◆ Work item
Look below. Copy each line that has "stool" in it.

Dataset items:
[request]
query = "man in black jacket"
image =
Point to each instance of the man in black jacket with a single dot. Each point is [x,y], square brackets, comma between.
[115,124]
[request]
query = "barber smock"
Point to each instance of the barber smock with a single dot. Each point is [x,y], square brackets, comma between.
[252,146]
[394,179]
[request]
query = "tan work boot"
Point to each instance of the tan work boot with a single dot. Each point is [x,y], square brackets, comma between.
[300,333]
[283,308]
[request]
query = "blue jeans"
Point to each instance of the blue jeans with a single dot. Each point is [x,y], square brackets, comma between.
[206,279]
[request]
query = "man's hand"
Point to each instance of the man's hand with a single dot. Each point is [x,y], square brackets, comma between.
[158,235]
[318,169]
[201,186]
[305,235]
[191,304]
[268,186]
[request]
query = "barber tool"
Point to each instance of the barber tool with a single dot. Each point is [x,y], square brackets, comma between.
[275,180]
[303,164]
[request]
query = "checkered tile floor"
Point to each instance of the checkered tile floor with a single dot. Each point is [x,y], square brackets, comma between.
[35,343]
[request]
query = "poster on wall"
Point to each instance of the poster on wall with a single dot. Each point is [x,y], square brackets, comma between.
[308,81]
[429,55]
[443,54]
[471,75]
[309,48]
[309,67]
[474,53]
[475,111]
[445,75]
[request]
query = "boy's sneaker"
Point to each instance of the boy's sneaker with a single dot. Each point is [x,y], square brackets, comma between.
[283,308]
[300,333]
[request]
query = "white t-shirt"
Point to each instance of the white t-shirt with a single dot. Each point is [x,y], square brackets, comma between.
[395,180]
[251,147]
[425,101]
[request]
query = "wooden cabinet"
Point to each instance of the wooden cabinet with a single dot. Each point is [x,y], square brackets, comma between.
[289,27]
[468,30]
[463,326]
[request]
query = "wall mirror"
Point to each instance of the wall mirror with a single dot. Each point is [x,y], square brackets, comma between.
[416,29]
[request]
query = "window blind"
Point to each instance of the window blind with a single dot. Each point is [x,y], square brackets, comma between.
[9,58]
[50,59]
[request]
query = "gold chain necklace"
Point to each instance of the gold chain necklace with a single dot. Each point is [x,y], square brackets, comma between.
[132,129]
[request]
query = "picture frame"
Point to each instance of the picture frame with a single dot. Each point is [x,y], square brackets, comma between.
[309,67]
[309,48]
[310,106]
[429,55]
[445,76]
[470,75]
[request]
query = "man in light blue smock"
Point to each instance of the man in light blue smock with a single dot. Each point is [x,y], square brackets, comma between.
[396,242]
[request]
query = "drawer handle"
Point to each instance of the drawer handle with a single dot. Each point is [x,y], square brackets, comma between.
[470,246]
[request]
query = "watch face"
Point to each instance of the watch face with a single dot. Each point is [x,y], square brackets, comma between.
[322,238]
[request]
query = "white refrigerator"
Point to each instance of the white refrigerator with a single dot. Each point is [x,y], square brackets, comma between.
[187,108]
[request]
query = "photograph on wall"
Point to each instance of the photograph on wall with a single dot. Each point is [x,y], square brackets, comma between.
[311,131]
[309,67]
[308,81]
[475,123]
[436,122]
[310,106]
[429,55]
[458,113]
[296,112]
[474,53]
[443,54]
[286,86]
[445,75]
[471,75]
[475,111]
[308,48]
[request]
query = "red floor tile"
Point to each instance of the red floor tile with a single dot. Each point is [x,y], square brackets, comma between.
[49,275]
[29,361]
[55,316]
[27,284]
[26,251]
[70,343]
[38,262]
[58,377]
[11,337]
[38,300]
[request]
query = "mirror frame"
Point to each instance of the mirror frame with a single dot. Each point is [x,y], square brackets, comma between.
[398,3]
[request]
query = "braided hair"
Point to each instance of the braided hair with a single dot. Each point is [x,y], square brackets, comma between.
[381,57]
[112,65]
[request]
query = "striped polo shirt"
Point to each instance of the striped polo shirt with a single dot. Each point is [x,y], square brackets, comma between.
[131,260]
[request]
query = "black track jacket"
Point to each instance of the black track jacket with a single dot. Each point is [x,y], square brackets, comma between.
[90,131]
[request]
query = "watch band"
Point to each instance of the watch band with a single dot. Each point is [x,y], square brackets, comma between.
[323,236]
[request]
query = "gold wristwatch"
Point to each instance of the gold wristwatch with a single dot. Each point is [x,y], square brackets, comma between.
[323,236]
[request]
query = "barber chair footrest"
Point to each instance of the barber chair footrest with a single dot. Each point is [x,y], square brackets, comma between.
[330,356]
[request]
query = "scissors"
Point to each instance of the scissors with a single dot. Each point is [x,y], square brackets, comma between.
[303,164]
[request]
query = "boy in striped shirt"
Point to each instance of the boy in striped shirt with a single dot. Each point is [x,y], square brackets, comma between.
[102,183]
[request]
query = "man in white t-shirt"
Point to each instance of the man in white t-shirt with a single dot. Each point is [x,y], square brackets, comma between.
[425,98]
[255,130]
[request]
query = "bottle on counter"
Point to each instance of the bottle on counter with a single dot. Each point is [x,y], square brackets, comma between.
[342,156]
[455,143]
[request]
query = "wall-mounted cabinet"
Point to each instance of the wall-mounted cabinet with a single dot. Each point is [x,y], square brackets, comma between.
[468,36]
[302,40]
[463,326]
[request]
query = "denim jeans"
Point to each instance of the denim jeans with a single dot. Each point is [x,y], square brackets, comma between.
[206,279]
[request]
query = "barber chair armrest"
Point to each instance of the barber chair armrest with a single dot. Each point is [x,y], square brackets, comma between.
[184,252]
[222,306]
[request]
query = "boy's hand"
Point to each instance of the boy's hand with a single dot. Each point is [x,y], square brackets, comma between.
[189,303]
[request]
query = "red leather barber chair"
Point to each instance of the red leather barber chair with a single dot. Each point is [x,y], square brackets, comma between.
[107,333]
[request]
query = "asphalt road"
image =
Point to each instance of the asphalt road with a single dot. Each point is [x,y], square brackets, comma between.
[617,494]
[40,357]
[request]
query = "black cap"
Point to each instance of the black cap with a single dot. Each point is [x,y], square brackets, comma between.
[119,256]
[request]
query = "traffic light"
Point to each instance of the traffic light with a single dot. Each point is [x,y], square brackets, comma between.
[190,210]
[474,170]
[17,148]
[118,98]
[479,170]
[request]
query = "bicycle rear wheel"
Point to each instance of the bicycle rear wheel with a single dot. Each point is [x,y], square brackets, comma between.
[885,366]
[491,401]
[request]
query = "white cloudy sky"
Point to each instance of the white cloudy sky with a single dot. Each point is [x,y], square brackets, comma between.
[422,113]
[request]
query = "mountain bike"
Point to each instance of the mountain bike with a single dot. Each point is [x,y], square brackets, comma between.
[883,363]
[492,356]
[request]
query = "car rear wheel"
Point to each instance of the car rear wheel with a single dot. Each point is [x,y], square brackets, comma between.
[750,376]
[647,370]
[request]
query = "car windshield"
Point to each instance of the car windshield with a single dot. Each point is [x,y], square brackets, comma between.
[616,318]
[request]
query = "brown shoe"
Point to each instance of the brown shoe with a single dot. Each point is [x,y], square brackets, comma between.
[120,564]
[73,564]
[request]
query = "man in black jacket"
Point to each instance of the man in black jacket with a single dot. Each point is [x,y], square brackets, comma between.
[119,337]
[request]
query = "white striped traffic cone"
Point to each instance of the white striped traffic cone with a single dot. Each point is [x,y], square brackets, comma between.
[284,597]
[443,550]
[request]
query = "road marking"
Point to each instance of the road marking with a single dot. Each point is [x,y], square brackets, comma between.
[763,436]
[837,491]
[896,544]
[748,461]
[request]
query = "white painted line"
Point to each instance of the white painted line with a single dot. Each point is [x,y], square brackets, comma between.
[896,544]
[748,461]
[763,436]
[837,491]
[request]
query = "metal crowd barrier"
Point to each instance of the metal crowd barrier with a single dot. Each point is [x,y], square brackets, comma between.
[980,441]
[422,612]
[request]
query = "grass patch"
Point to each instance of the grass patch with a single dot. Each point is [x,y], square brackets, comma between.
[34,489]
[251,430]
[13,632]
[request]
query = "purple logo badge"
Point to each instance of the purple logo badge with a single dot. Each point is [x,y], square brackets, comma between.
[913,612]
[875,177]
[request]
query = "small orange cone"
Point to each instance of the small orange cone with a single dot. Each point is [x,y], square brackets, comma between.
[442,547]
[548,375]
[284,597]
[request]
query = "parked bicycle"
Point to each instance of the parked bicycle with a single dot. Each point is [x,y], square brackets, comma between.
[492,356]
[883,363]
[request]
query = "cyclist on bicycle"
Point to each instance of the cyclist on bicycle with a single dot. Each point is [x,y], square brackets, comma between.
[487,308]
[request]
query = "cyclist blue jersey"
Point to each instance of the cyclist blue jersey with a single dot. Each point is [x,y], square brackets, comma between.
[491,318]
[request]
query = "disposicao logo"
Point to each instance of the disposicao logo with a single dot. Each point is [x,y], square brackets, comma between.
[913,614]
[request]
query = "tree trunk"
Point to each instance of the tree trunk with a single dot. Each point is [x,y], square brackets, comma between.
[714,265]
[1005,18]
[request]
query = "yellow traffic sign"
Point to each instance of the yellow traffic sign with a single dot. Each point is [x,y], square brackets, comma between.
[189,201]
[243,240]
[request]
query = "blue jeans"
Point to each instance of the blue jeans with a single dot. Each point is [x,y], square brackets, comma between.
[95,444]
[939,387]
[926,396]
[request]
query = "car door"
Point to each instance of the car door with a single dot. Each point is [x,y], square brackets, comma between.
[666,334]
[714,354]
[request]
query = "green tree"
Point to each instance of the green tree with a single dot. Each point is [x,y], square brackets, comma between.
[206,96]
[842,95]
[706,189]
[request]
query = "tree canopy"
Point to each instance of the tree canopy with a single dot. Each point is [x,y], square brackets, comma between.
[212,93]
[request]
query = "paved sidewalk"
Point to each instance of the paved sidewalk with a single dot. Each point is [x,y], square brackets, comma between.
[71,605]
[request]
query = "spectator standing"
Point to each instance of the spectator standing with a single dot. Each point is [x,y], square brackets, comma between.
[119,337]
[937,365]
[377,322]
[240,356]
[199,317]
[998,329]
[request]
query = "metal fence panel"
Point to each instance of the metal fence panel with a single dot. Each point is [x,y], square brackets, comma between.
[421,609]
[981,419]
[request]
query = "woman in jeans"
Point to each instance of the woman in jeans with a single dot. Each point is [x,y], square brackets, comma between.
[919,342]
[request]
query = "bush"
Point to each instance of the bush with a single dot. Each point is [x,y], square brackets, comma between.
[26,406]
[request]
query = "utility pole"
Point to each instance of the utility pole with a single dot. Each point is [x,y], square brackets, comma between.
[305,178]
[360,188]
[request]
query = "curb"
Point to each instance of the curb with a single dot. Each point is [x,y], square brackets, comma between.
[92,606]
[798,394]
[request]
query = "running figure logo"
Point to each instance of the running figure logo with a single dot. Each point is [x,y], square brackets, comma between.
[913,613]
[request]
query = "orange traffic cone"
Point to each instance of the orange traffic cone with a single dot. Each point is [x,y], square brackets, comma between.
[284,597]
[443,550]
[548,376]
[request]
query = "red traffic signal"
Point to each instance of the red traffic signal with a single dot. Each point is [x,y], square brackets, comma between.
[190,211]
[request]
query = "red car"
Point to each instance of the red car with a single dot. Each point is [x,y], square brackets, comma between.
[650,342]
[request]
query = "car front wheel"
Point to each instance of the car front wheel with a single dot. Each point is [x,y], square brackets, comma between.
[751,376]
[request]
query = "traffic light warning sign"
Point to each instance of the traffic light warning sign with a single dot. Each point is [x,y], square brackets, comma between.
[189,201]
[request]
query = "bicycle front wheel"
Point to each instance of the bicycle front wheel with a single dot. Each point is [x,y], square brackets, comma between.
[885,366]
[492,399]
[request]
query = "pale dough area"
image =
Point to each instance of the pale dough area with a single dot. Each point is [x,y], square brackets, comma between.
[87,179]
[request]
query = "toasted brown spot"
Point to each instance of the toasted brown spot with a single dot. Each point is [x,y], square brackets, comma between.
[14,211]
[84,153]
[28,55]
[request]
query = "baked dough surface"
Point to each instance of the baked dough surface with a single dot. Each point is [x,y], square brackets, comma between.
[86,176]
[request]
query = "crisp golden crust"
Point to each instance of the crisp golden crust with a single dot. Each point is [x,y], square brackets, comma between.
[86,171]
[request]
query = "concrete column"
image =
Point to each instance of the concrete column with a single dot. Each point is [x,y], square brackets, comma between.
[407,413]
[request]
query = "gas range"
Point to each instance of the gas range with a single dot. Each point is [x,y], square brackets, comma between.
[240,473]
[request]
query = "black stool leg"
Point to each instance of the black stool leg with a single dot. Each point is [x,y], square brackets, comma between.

◆ Answer to the problem
query = "black stool leg"
Point to each instance of the black stool leg with a single dot. Each point is [x,y], square brackets, comma between.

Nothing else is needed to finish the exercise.